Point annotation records
────────

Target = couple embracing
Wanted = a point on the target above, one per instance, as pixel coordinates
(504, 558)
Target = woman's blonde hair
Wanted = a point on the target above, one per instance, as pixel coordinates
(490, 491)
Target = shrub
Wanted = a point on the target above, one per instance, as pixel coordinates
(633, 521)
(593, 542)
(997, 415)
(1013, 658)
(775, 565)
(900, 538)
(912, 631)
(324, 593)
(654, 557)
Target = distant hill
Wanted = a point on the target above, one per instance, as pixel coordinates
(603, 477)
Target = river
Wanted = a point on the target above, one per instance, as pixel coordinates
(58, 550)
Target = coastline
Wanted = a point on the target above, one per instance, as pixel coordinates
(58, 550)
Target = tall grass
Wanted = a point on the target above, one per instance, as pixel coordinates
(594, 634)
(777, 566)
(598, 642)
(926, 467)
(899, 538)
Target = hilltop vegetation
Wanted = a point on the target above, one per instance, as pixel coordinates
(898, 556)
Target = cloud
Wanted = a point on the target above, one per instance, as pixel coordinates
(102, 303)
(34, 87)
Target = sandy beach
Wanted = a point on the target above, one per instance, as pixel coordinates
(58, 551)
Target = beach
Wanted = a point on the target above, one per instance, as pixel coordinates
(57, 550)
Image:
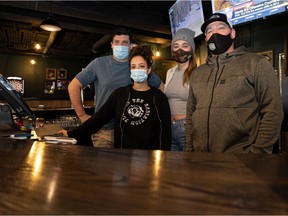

────────

_Task requirements_: Give every line of the items above as a JSON list of strings, one string per line, leaving out blank lines and the pictures.

_Correct result_:
[
  "Target = couple embracing",
  "Wanted = a point on the target above, one per instance, as pixel coordinates",
  "(504, 558)",
  "Target = woman's blonde hair",
  "Wanted = a point on the target above, one per instance, as pixel coordinates",
  "(490, 491)",
  "Target = shrub",
  "Wanted = a point on the target above, one per instance, as pixel coordinates",
  "(633, 521)",
  "(593, 542)",
  "(997, 415)",
  "(1013, 658)",
  "(775, 565)",
  "(900, 538)",
  "(912, 631)",
  "(324, 593)",
  "(654, 557)",
  "Target = distant hill",
  "Wanted = a point on the target above, one per instance, as pixel coordinates",
  "(603, 477)",
  "Target = river",
  "Wanted = a point on the target above, one per instance, as pixel coordinates",
  "(58, 550)",
  "Target = coastline",
  "Wanted = a point on the target above, one per instance, as pixel coordinates",
  "(58, 550)",
  "Target = tall grass",
  "Wanted = a point on the target above, one per instance, as pixel coordinates",
  "(594, 634)",
  "(777, 566)",
  "(598, 642)",
  "(926, 467)",
  "(899, 538)",
  "Target = hilltop vegetation",
  "Wanted = a point on the target above, one per instance, as pixel coordinates",
  "(898, 556)",
  "Target = cloud",
  "Wanted = a point on the target above, one per instance, as pixel coordinates",
  "(102, 303)",
  "(34, 87)",
  "Target = sandy beach",
  "Wanted = a point on the target above, one per instance, as pixel coordinates",
  "(58, 551)",
  "Target = beach",
  "Wanted = a point on the target above, one per instance, as pixel coordinates",
  "(57, 550)",
  "Image:"
]